**指示文 A:** 下の説教で「私たちの信仰は、それぞれが与えられている」で始まる段落を、主な内容を残して箇条書きで短くまとめること。
━━━━━ 読む文章
主日礼拝

成長させて下さる神

「成長させて下さる神」  牧師 藤掛順一

・ 旧約聖書; 詩編 第1編1-6節
・ 新約聖書; コリントの信徒への手紙一 第3章1-9節
・ 讃美歌 ; 18、113、386、24(聖餐式)

 
新たな思いで
 9月に入りました。かつて日本の教会には、この9月第一の主の日を「振起日」と呼ぶならわしがありました。振るい起こす、という字を書きます。暑い夏が過ぎ、秋を迎えるこの時に当たって、もう一度信仰を新たに振るい起こして、クリスマスに向けて歩んで行こう、ということです。教会学校の生徒たちにとっては、長い夏休みが終わり、また学校の生活が始まるこの時に、生活のリズムをもう一度整え直し、主の日の礼拝を守っていこう、という意味もあったようです。またこの教会にとって9月は意義深い月です。来週私たちは、教会創立132周年の記念の礼拝を守ります。私たちの教会が誕生日を迎え、新たな一年を歩み出すのがこの9月なのです。さらにいささか個人的なことを言わせてもらえば、私は2003年9月にこの教会の牧師として着任しました。この8月で丸三年が経ち、9月から四年目に入ったのです。そのことも含めて、この9月は私たちにとっていろいろな意味で心新たにされる時です。私たちの信仰がより深められ、成長していくことを、新たな思いで祈り求めていきたいのです。

信仰のフィールド
 私たちの信仰は、それぞれが与えられている具体的な生活の場と関係なくあるものではありません。私たちは、具体的な一人の人間として、つまり、この世においてある具体的な生活を営み、ある職業や役割を持ち、様々な具体的人間関係を持ち、家庭においては夫や妻、親や子という立場にあり、ある肉体的条件のもとに歩みつつ、神様を信じて生きているのです。私たちの日々の具体的な生活の場は、そこで神様を信じて生きるようにと神様から与えられているフィールド、現場であると言うことができます。それぞれに違う具体的なフィールドにおいて、神様を信じ、神様と共に生きる生活をいかに確立していくかが、私たちの信仰の課題です。その課題に誠実に取り組んでいくことの中でこそ、信仰は深められ、成長していくのです。
━━━━━━━━━━
━━━━━ 抽出情報
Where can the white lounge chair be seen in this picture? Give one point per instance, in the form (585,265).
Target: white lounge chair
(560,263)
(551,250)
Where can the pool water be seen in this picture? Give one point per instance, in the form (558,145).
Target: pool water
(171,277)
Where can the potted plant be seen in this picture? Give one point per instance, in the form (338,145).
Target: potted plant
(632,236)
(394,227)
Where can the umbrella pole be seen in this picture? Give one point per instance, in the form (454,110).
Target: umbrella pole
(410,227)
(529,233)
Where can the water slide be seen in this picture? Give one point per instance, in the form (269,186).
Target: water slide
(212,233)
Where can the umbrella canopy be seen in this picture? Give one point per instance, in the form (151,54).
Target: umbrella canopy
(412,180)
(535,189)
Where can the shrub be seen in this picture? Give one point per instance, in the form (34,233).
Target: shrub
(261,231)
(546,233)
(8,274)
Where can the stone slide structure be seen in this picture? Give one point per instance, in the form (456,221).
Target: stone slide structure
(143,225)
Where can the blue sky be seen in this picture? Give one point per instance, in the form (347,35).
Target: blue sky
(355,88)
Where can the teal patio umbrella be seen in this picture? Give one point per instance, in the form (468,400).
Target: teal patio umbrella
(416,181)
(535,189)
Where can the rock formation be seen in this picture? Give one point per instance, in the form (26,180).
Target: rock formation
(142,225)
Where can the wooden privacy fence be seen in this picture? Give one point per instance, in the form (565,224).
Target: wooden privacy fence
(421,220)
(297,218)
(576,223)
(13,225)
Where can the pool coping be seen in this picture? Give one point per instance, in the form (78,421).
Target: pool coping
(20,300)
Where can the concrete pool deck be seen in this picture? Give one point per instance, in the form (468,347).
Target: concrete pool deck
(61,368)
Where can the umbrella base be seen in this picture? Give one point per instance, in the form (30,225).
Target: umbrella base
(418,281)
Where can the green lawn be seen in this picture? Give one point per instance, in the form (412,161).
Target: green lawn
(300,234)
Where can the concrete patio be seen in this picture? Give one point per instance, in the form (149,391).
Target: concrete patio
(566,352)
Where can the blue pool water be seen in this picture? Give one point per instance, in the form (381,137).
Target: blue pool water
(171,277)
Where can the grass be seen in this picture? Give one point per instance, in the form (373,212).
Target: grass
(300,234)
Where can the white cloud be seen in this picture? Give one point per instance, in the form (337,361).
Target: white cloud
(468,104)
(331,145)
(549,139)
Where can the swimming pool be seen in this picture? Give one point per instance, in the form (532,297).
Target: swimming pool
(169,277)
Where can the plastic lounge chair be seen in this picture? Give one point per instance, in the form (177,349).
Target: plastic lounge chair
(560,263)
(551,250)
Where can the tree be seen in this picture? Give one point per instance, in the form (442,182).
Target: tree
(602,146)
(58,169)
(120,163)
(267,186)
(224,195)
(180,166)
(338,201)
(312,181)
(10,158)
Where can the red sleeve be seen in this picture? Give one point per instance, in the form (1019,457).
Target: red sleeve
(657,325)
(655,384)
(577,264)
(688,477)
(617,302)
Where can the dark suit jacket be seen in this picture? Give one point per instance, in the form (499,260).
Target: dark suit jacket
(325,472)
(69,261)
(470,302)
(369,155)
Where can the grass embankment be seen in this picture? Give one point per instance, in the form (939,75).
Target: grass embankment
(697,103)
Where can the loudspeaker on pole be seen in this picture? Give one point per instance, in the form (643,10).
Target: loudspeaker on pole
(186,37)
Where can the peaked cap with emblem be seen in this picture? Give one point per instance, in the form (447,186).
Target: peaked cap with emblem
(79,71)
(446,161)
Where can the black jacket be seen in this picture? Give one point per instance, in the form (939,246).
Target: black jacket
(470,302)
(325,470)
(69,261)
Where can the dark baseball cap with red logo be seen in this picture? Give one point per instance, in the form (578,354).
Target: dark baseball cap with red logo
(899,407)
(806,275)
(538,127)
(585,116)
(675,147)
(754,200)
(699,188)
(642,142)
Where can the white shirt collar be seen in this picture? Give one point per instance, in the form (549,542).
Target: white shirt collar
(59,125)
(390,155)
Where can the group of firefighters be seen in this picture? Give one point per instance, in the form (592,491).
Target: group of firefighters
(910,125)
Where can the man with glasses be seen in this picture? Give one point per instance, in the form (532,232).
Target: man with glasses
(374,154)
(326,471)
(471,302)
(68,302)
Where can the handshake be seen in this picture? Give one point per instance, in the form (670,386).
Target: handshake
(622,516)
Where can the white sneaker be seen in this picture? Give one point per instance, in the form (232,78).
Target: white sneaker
━━━━━━━━━━
**指示文 B:** 上の記録から、文字列「patio」を含む行を一つ残らず写して報告すること。

**正解 A:**
- 私たちの信仰は、各自に与えられた具体的な生活の場と切り離されたものではない。
- 私たちはこの世で具体的な生活を営んでいる。職業や役割、さまざまな人間関係、家庭での立場、肉体的条件をもちながら、神様を信じて生きている。
- 日々の具体的な生活の場は、そこで神様を信じて生きるようにと神様から与えられたフィールド、つまり現場である。
- それぞれ違うフィールドで、神様と共に生きる生活をいかに確立するかが信仰の課題である。
- その課題に誠実に取り組む中でこそ、信仰は深められ、成長する。

**正解 B:**
Where can the teal patio umbrella be seen in this picture? Give one point per instance, in the form (468,400).
Target: teal patio umbrella
Where can the concrete patio be seen in this picture? Give one point per instance, in the form (149,391).
Target: concrete patio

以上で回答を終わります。